> _EXERCISE INPUTS_
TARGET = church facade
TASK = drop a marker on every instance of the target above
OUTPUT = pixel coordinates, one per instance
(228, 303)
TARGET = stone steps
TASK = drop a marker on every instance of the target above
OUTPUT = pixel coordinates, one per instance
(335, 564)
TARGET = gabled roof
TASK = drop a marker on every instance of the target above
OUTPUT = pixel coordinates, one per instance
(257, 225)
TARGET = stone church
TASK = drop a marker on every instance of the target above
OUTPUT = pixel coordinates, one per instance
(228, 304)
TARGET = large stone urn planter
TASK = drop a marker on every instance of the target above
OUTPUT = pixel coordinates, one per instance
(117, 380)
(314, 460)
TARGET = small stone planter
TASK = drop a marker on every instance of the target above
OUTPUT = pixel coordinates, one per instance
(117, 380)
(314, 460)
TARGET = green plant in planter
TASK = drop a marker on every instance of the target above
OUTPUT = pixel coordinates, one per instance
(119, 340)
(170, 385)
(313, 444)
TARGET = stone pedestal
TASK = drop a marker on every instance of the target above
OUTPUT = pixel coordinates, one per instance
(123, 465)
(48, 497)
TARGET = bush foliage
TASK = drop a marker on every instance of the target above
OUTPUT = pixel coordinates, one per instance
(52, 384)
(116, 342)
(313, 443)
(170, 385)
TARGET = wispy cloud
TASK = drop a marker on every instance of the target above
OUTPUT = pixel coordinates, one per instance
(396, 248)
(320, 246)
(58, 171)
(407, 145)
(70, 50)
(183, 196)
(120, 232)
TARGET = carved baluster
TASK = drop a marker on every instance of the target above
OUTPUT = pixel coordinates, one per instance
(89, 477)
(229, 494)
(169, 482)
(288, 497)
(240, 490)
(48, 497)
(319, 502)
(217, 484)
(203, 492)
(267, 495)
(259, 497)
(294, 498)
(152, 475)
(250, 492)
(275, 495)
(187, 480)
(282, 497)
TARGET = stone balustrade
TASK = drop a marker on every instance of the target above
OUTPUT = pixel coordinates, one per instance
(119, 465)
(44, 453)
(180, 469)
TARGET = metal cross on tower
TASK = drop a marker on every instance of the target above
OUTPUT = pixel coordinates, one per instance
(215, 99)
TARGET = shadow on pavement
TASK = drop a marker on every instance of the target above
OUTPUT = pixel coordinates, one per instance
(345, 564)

> _DIRECTIONS FOR THIS TASK_
Restate the material word for word, keeping every line intact.

> _YOUR RESPONSE_
TARGET = church facade
TASK = drop a marker on every instance of the target above
OUTPUT = pixel coordinates, one per instance
(228, 303)
TARGET = stone steps
TASK = drop a marker on every instance of the target above
OUTPUT = pixel coordinates, one per instance
(335, 564)
TARGET = gabled roof
TASK = drop a marker on every instance of the target above
OUTPUT = pixel coordinates, one per instance
(257, 225)
TARGET = stone church
TASK = drop a marker on every instance of the target above
OUTPUT = pixel coordinates, one per instance
(228, 304)
TARGET = large stone urn planter
TASK = drop a marker on every instance of the target above
OUTPUT = pixel coordinates, one per instance
(117, 380)
(314, 460)
TARGET = small stone planter
TASK = drop a marker on every instance of the target above
OUTPUT = pixel coordinates, one per instance
(117, 380)
(314, 460)
TARGET = green plant in planter
TASK = drop a marker on every instance of the target above
OUTPUT = pixel coordinates, one per instance
(119, 340)
(170, 385)
(313, 444)
TARGET = stone pedestal
TASK = drop a marker on every instance of the target above
OUTPUT = pixel coordinates, one per instance
(123, 465)
(48, 497)
TARGET = bush foliage
TASK = drop a marker on every instance of the target above
OUTPUT = pixel coordinates, one per instance
(52, 384)
(116, 342)
(313, 443)
(170, 385)
TARGET = wispy cloud
TASK = drop a marker on every instance of the target above
OUTPUT = pixel coordinates, one per instance
(396, 248)
(320, 246)
(58, 171)
(407, 145)
(70, 50)
(183, 196)
(120, 232)
TARGET = carved baluster
TASK = drop a marker on every instance of the target above
OUTPUT = pixel coordinates, one per instance
(89, 477)
(229, 494)
(169, 482)
(288, 497)
(240, 490)
(48, 497)
(319, 502)
(217, 484)
(203, 492)
(267, 495)
(259, 497)
(294, 498)
(152, 475)
(250, 492)
(275, 495)
(187, 480)
(282, 497)
TARGET = stone balustrade
TASK = drop a marker on every instance of the target above
OUTPUT = pixel coordinates, one per instance
(119, 465)
(44, 453)
(180, 469)
TARGET = metal cross on tower
TASK = drop a marker on every instance of the target above
OUTPUT = pixel coordinates, one per instance
(215, 99)
TARGET = shadow on pavement
TASK = drop a marker on every instance of the target above
OUTPUT = pixel coordinates, one per instance
(345, 564)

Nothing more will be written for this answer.